• What you will do:
Copy the lines below verbatim, but only from the line containing "Put a point on every instance of the hazy" through the end of the data.

• Data for the task:
◇ ◇ ◇

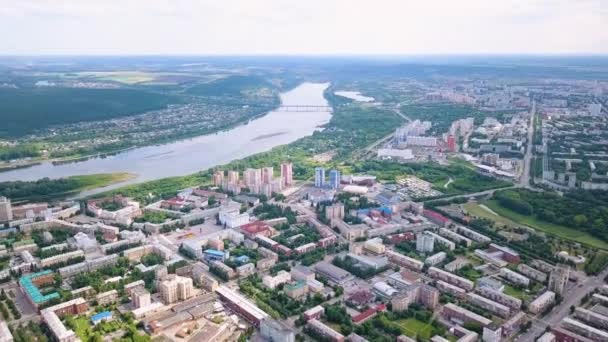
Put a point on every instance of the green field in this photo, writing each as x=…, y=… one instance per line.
x=229, y=86
x=50, y=189
x=476, y=210
x=415, y=328
x=561, y=231
x=83, y=327
x=126, y=77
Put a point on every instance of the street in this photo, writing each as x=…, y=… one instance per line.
x=525, y=174
x=572, y=297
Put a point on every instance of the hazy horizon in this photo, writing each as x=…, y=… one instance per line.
x=311, y=28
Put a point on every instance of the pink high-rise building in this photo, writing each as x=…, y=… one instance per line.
x=267, y=175
x=253, y=179
x=451, y=143
x=287, y=174
x=218, y=178
x=233, y=177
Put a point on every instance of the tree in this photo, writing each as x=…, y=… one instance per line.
x=580, y=221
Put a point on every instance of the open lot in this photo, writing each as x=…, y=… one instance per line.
x=561, y=231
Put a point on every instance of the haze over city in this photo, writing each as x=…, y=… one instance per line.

◇ ◇ ◇

• Task response:
Put a point on every instance of the hazy horizon in this photo, writing each as x=…, y=… one instance per line.
x=311, y=28
Put a point on every instance of the pink high-rise building in this photo, writing each as x=…, y=… one instance per line.
x=267, y=175
x=253, y=179
x=451, y=143
x=287, y=174
x=218, y=178
x=233, y=177
Put a point on every instance of the tree in this photo, writing each as x=…, y=… one instance per line.
x=580, y=221
Put a point on every instance of the open lot in this photo, writing each as x=…, y=… one instance per line.
x=561, y=231
Put a point on every instance of the haze over city in this photo, writing each as x=…, y=… one instance per line.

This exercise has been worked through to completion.